PROJET DE LOI PORTANT ORGANISATION DE L’AUTORITE DE LA CONCURRENCE (Document parlementaire 7479)


- Avis de l’ULC –

Nous nous félicitons de la mise en place d’une Autorité de la concurrence indépendante avec des ressources renforcées mais regrettons que ses compétences se limitent essentiellement à la recherche et la sanction des violations des articles 4 et 5 de la loi relative à la concurrence et des articles 101 et 102 du TFUE.

Nous rappelons la recommandation du Conseil de la concurrence dans son Avis sur le projet de loi n° 7366 (blocage géographique) : « le Conseil est d’avis que le gouvernement devrait engager une réflexion concernant le regroupement des compétences relatives à la mise en œuvre des règles de concurrence et de la consommation au sein d’une même institution, à l’instar de nombreux autres Etats membres de l’UE. En effet, une telle consolidation contribuerait à améliorer davantage la protection du consommateur en permettant l’action administrative inspirée des compétences déjà dévolues au Conseil de la concurrence, soumise au contrôle juridictionnel. »

Cette recommandation qui reflète une demande de l’ULC, est illustrée par le président du Bundeskartellamt : « Das in anglo-amerikanisch geprägten Rechtsordnungen (UK, USA, Australien, Irland) verbreitete Modell einer kombinierten Wettbewerbs-und Verbraucherschutzbehörde erfreut sich auch in kontinental- europäischen Staaten (z.B. Italien, Niederlande, Ungarn, Finnland und Dänemark) zunehmender Beliebtheit… »[1].

Le meilleur exemple de l’efficacité de telles instances nationales est fourni par les amendes infligées par les autorités italienne et néerlandaise dans le cas VW « Dieselgate » en appliquant la Directive 2005/29/CE relative aux pratiques commerciales déloyales des entreprises vis-à-vis des consommateurs (transposée dans le Code de la consommation).

L’interdépendance entre le droit de la concurrence et la protection des consommateurs attire une attention accrue face aux défis de l’économie digitale (« Problemsachverhalte aus der digitalen Welt können die private Rechts- durchsetzung vor erhebliche Erkenntnis- und Nachweisschwierigkeiten stellen. Die Funktionsweise von Algorithmen, im Hintergrund stattfindende Datentransfers oder der Umgang mit Bewertungen sind ohne behördliche Auskunftsbefugnisse nicht aufzuklären… », A.Mundt).

Consigne:
D'après l'avis de l'ULC sur l'Autorité de la concurrence, quelles autorités nationales ont infligé des amendes dans le cas VW « Dieselgate » ?

Données fournies:
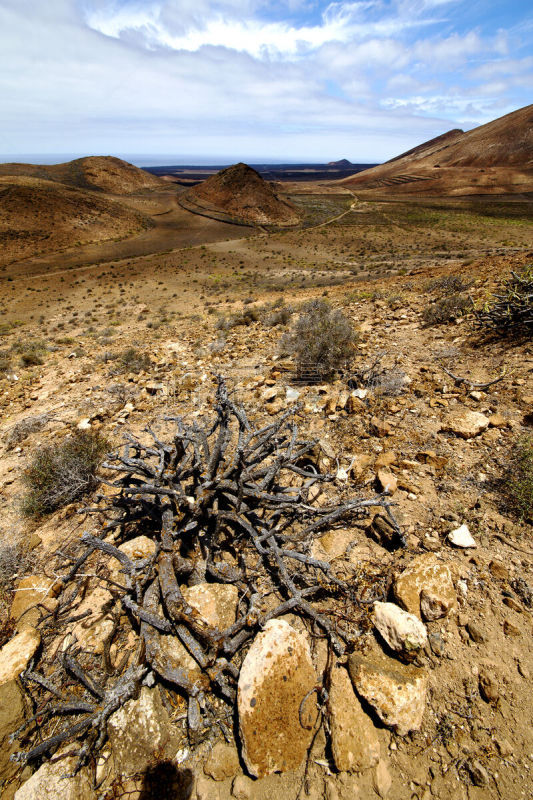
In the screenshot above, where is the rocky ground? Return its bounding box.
[0,239,533,800]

Réponse attendue:
Les autorités italienne et néerlandaise.